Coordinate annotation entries
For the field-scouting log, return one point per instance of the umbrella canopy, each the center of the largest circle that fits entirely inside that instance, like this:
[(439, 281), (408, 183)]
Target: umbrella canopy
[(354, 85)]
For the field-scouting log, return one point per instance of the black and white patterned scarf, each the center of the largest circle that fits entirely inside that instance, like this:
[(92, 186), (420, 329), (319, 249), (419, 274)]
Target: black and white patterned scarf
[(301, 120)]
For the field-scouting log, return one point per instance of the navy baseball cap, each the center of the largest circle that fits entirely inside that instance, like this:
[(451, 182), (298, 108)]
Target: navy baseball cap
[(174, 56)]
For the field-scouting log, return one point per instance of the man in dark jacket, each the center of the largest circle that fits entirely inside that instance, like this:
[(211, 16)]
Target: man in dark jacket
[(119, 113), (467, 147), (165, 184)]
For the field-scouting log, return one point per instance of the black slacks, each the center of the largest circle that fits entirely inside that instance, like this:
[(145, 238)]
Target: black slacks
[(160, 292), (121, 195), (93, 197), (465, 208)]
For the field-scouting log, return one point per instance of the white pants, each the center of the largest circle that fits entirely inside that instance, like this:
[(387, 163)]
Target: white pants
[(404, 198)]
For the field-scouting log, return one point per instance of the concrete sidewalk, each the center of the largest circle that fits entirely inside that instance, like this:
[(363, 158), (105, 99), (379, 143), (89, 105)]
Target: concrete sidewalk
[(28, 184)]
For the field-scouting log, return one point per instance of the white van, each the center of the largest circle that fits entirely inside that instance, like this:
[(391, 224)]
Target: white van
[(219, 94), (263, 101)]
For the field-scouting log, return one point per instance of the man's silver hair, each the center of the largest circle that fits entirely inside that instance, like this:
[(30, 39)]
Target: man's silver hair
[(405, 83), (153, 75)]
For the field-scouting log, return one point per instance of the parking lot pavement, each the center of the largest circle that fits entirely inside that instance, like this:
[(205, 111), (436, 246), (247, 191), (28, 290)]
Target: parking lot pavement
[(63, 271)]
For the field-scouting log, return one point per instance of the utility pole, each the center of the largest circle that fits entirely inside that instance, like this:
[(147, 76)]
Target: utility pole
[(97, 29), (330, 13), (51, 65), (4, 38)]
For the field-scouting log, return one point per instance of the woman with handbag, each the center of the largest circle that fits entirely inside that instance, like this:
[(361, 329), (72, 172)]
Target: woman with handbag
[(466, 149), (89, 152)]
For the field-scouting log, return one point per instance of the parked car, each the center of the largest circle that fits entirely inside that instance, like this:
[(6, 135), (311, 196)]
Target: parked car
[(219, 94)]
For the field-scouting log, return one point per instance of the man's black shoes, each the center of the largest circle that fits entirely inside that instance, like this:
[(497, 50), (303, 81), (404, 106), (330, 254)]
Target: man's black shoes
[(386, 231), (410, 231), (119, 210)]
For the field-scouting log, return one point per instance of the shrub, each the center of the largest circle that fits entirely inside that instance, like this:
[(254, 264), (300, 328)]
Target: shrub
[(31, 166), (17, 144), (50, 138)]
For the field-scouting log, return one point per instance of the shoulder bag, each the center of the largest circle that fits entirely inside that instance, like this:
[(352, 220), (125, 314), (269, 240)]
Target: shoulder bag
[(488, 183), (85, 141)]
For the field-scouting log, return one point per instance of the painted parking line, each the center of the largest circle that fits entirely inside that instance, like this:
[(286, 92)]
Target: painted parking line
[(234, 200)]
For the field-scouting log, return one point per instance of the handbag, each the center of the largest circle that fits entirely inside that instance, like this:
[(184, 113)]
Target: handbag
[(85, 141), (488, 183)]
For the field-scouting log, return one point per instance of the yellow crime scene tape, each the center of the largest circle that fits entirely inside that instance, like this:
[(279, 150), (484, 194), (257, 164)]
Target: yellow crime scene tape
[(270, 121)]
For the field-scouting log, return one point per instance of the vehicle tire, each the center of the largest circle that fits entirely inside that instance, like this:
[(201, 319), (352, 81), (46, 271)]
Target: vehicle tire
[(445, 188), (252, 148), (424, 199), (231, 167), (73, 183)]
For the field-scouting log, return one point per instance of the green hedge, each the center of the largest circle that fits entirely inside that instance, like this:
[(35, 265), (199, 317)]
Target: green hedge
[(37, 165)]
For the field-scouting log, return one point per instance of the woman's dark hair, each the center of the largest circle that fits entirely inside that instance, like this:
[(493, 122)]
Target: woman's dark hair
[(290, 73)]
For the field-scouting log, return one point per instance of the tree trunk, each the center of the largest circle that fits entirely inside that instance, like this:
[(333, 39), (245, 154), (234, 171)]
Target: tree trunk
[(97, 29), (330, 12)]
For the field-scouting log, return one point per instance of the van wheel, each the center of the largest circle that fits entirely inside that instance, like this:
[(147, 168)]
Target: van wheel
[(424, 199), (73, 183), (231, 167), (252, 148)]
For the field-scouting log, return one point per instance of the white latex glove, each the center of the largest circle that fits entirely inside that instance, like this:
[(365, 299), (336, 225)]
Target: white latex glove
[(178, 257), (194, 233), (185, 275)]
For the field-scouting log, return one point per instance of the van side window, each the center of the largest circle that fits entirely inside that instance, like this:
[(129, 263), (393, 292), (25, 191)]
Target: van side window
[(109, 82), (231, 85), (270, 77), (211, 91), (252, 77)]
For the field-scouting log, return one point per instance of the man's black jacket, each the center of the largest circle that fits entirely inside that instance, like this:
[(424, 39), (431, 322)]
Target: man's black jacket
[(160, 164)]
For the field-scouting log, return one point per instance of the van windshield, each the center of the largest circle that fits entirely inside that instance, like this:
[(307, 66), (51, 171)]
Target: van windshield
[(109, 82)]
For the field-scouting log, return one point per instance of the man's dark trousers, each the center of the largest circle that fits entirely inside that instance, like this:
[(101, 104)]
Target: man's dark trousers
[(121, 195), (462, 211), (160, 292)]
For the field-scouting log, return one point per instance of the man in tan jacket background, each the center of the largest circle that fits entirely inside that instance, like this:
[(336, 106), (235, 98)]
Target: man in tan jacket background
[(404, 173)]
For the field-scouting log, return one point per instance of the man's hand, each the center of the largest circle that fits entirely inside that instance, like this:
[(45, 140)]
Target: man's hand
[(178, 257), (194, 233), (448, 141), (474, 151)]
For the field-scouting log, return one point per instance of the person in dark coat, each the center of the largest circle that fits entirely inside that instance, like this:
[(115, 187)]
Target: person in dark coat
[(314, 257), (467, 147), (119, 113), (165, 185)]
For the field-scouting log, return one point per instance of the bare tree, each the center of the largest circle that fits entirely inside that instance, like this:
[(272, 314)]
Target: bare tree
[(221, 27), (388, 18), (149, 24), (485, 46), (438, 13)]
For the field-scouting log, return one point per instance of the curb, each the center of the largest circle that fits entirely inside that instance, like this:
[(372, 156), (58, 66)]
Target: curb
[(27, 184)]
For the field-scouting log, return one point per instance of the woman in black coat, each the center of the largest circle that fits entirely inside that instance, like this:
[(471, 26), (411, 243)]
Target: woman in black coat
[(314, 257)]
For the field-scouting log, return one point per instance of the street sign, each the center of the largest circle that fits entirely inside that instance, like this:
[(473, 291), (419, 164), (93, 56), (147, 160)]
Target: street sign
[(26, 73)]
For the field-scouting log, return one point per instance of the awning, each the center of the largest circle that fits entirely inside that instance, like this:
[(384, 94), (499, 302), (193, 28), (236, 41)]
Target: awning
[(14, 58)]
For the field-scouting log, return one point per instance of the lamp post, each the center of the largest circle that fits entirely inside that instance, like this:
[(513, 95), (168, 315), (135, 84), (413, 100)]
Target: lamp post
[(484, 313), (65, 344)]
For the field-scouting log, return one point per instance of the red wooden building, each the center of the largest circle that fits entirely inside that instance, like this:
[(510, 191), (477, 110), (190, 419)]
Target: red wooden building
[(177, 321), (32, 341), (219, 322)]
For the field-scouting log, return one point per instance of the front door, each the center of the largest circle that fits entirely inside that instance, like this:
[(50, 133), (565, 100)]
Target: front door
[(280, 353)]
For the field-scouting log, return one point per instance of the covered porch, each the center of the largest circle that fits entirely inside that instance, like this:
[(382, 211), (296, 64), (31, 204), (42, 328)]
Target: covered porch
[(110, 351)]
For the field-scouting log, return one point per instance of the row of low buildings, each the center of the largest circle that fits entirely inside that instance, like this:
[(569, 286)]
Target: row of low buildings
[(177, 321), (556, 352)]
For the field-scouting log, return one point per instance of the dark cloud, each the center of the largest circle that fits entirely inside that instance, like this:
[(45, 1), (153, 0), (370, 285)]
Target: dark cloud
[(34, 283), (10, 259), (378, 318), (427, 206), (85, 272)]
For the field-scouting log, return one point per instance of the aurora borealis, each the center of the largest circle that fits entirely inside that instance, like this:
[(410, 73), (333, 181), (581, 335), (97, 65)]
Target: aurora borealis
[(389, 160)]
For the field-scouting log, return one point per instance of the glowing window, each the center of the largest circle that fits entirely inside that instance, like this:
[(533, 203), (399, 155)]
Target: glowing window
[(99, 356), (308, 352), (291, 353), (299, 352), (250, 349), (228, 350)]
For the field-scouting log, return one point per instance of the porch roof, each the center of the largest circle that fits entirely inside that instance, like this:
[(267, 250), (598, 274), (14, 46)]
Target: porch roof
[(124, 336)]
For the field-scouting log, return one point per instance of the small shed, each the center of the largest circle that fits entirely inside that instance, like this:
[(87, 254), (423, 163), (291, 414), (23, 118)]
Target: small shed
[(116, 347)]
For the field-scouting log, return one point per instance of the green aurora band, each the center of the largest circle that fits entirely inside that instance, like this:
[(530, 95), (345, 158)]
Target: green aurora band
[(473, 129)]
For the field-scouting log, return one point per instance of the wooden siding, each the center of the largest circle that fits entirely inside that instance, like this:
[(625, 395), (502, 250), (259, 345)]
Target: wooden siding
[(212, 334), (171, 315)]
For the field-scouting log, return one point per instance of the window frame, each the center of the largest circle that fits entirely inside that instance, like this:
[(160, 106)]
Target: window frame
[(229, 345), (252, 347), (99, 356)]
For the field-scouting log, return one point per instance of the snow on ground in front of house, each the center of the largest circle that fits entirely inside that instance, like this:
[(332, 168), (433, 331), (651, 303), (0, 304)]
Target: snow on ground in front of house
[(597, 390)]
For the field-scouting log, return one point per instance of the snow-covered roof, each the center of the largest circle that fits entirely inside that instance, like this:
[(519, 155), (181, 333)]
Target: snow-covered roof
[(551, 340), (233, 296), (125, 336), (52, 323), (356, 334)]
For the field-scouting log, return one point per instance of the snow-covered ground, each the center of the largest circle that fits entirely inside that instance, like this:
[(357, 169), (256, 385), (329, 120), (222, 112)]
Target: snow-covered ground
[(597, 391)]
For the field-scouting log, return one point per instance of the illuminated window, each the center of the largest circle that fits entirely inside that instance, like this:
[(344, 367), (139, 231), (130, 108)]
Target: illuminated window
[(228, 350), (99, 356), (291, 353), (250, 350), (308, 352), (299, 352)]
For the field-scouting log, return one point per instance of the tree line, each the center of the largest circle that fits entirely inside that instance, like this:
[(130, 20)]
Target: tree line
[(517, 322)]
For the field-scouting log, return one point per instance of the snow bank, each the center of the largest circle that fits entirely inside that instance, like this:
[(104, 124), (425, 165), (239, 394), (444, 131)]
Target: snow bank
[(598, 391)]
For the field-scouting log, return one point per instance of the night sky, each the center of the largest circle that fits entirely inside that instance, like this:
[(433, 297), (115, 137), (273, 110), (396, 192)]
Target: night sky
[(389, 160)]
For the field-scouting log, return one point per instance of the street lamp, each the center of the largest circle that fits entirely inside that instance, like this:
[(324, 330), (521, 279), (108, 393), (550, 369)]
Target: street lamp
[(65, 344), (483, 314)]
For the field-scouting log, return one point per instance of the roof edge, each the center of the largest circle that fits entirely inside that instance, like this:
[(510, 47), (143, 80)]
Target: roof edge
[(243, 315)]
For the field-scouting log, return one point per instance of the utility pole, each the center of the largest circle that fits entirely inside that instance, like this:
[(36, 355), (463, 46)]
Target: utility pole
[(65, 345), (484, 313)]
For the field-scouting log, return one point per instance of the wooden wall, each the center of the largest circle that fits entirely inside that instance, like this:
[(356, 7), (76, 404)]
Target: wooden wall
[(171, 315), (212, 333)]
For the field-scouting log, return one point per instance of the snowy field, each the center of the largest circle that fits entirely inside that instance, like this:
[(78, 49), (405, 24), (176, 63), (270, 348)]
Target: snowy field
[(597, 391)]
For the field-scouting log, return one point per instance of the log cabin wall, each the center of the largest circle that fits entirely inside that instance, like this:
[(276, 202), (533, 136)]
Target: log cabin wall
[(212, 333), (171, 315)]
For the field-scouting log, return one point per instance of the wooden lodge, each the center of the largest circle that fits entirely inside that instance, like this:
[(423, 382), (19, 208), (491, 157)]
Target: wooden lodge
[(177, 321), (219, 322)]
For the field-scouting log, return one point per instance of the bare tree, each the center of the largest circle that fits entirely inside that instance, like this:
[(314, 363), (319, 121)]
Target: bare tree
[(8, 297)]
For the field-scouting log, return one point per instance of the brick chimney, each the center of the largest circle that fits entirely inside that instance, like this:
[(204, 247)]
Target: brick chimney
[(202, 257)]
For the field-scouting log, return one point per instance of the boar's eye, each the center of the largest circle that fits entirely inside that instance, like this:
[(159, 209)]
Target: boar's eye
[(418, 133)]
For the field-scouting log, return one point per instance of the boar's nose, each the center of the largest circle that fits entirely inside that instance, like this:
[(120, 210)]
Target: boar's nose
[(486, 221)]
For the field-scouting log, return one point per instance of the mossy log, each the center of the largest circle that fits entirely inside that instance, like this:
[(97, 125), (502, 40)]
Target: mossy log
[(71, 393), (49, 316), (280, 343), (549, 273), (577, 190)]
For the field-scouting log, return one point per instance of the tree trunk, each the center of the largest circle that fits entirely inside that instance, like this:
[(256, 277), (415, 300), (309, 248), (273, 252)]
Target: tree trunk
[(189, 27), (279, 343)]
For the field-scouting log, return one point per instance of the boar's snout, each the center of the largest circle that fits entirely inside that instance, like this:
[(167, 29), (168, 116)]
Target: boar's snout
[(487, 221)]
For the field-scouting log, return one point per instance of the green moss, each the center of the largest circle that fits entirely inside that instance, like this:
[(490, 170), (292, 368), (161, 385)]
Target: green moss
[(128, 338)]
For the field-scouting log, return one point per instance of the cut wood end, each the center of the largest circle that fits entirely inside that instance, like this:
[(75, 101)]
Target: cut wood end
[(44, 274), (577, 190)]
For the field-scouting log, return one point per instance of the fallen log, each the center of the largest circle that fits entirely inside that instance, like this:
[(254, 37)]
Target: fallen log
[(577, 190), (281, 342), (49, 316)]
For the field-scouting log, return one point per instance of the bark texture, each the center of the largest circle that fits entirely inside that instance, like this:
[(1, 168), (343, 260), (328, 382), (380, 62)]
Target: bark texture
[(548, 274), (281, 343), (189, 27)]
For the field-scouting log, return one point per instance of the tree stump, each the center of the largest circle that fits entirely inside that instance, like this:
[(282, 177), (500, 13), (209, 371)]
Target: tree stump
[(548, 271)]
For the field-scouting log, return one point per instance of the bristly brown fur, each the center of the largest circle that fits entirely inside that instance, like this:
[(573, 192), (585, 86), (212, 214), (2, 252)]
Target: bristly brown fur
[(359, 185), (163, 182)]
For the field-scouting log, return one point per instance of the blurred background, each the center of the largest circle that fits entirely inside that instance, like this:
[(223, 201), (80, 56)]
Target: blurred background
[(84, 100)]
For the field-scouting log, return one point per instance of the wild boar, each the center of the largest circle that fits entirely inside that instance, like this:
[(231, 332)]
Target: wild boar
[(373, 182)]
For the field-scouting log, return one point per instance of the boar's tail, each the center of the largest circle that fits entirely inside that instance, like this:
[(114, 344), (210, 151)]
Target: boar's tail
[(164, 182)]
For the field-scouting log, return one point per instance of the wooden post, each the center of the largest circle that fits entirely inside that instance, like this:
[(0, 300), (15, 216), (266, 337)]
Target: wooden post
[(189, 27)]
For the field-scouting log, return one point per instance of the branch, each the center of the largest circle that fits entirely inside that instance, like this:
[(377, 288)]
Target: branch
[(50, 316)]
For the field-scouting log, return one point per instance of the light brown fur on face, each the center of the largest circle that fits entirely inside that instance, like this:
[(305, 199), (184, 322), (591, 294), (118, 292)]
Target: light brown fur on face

▶ _What the exercise asks_
Can you render the lines between the one holding "black shoes, each" and the one holding "Target: man's black shoes", inclusive, as a numbered list, leaving out any blank lines?

▶ _Final result_
1. For the field-scouting log, return one point per instance of the man's black shoes, each the center of the largest circle that fits entirely inside that instance, like this:
2. [(497, 50), (303, 81), (404, 106), (330, 254)]
3. Target: man's black shoes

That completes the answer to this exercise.